▶ TASK TO COMPLETE: Reproduce the records, starting at the line that contains "Task: indicate every instance of the small" and continuing through the last of the records. In each answer, add 33 to every coordinate value, leave the task lines and their sample formats unchanged, and omit the pictures.

[Dataset records on object locations]
** Start **

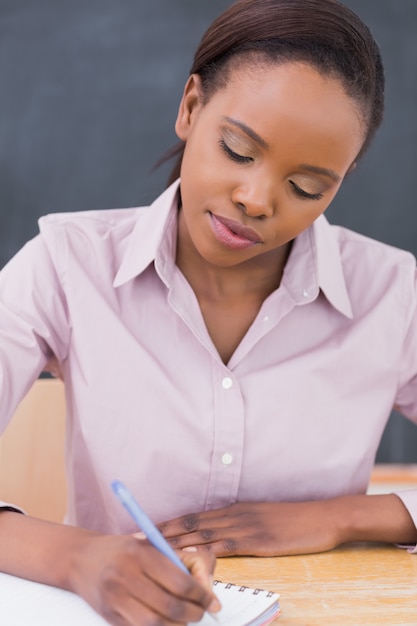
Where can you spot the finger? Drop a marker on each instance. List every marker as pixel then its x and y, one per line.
pixel 193 521
pixel 201 566
pixel 188 588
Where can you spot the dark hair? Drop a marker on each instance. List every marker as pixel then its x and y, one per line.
pixel 323 33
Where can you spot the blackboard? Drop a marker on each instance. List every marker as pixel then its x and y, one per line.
pixel 89 93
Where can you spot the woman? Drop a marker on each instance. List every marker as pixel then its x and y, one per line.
pixel 226 352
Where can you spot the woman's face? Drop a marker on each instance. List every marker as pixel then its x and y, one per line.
pixel 264 157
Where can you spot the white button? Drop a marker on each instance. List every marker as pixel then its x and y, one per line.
pixel 227 383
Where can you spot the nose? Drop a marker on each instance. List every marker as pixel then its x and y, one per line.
pixel 254 198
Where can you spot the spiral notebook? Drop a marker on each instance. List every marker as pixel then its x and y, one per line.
pixel 25 603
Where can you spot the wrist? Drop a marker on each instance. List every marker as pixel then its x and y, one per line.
pixel 373 518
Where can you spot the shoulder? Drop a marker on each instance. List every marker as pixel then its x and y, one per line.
pixel 373 269
pixel 90 224
pixel 98 232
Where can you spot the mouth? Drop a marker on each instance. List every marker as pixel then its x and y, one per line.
pixel 233 234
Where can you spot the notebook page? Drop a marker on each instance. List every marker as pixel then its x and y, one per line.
pixel 243 605
pixel 25 603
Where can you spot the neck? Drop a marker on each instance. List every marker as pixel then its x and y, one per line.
pixel 253 278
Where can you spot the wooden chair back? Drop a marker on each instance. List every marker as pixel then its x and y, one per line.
pixel 32 473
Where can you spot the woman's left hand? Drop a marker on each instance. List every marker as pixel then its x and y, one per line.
pixel 258 529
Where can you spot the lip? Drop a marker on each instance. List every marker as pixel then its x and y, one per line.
pixel 232 233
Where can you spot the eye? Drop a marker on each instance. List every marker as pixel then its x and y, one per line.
pixel 234 156
pixel 304 194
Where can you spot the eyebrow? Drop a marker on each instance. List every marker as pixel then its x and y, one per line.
pixel 324 171
pixel 248 130
pixel 314 169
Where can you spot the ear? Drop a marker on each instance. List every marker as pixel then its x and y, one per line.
pixel 351 168
pixel 190 104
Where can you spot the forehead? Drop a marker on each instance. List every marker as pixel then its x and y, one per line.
pixel 295 101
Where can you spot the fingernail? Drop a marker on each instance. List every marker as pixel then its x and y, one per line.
pixel 214 606
pixel 140 535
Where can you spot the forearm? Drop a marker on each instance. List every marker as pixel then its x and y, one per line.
pixel 373 518
pixel 39 550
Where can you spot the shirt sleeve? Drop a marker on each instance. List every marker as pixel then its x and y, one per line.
pixel 34 328
pixel 406 398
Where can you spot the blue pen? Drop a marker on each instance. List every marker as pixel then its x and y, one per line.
pixel 146 525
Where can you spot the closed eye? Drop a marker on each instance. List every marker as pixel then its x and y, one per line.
pixel 304 194
pixel 234 156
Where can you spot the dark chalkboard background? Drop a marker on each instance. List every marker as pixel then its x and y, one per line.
pixel 88 98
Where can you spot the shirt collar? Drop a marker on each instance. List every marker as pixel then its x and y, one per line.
pixel 314 263
pixel 153 237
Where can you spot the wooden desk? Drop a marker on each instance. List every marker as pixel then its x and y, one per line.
pixel 359 585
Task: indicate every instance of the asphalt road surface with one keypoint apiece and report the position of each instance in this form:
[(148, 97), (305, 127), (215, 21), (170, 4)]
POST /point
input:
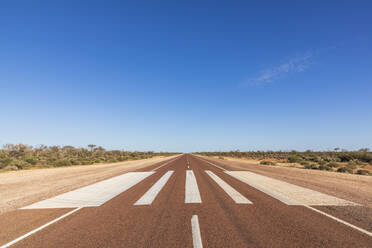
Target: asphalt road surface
[(185, 202)]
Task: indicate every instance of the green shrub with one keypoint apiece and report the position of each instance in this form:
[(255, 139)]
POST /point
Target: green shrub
[(362, 172), (32, 161), (265, 162), (20, 164), (333, 165), (351, 165), (294, 159), (60, 163), (311, 167), (5, 162), (345, 169), (325, 167)]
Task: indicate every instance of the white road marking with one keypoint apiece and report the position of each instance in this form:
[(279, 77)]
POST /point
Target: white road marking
[(166, 163), (93, 195), (341, 221), (196, 237), (39, 228), (235, 195), (192, 194), (219, 167), (287, 193), (151, 194)]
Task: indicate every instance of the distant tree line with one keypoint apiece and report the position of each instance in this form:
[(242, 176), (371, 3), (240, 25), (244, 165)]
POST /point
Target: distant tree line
[(21, 156), (339, 160)]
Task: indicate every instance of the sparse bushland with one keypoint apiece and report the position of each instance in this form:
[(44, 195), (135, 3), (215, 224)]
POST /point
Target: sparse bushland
[(337, 160), (20, 156), (265, 162)]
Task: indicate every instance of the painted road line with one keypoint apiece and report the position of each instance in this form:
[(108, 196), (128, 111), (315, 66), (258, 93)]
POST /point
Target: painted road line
[(151, 194), (196, 237), (287, 193), (235, 195), (166, 163), (192, 194), (219, 167), (95, 194), (341, 221), (39, 228)]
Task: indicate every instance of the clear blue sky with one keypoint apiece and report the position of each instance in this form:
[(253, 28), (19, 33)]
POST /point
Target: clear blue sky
[(187, 75)]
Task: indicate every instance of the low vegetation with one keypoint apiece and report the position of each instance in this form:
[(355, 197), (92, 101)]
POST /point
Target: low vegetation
[(353, 162), (20, 156)]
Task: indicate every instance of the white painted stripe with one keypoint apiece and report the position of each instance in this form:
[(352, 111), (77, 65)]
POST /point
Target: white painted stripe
[(196, 237), (151, 194), (166, 163), (276, 196), (287, 193), (39, 228), (219, 167), (192, 194), (235, 195), (93, 195), (341, 221)]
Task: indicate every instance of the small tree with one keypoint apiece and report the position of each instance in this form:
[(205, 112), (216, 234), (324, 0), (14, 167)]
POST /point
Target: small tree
[(91, 146)]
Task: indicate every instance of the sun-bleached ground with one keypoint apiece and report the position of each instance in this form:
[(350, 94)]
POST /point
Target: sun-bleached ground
[(20, 188)]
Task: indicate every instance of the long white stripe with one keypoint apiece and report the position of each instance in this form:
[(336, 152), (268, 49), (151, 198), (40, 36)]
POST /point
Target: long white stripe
[(341, 221), (235, 195), (166, 163), (285, 200), (151, 194), (192, 194), (219, 167), (196, 237), (93, 195), (39, 228)]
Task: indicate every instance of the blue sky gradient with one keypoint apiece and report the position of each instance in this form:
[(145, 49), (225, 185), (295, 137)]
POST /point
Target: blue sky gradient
[(187, 75)]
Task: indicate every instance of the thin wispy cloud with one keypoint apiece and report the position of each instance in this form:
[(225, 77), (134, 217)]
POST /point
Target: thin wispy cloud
[(293, 65)]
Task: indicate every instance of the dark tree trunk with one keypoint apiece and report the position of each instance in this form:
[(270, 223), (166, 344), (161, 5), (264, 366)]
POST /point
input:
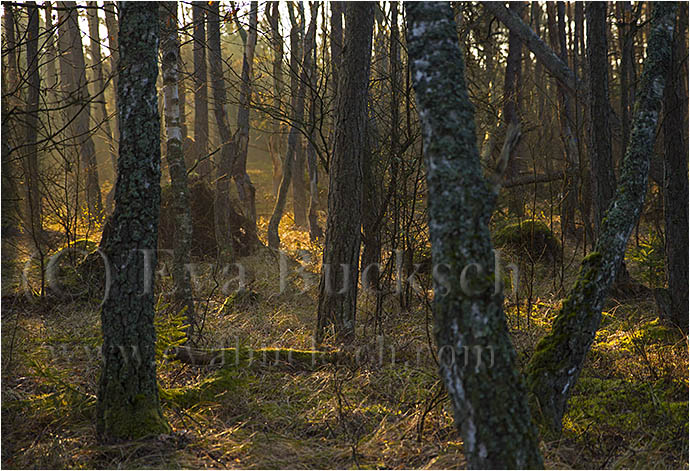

** End **

▶ ANSWER TO THIS TASK:
Task: indicate every instance of the small tree with one keypoint apiece and report the position of each instance in this form:
[(205, 112), (216, 234), (324, 0), (14, 167)]
POST /point
Target: small tree
[(124, 179)]
Task: indicate every instance of the sun-bleached ground with one keypoint apiece and report the position of each instance in this form:
[(350, 94)]
POST /point
Target: sun-bleached ground
[(53, 221)]
Task: indicate every instance of the long white stripe with one keypoint apiece and report the position of each instance in this form:
[(336, 152), (268, 49), (151, 198), (40, 36)]
POST /point
Target: long white stripe
[(374, 254), (268, 228), (199, 196), (318, 233), (184, 227), (225, 227), (252, 200), (229, 270), (126, 228), (72, 261)]
Task: indicate every instance of the blue sky gradient with one keypoint apiece and report the position of each instance in this form:
[(145, 49), (225, 185), (295, 137)]
POST /point
Target: blue sky gradient
[(220, 108)]
Task: indicate every instance of the thin wispy cloud with one keypoint apiece and report the position of each instance in this form:
[(225, 77), (134, 217)]
POST /point
Target: thin wispy cloud
[(326, 98)]
Task: indicate every instance of the dark tree trunk with one keypoint apiece and report the position of each instance in this form:
[(270, 223), (166, 344), (161, 5), (264, 366)]
POST /point
input:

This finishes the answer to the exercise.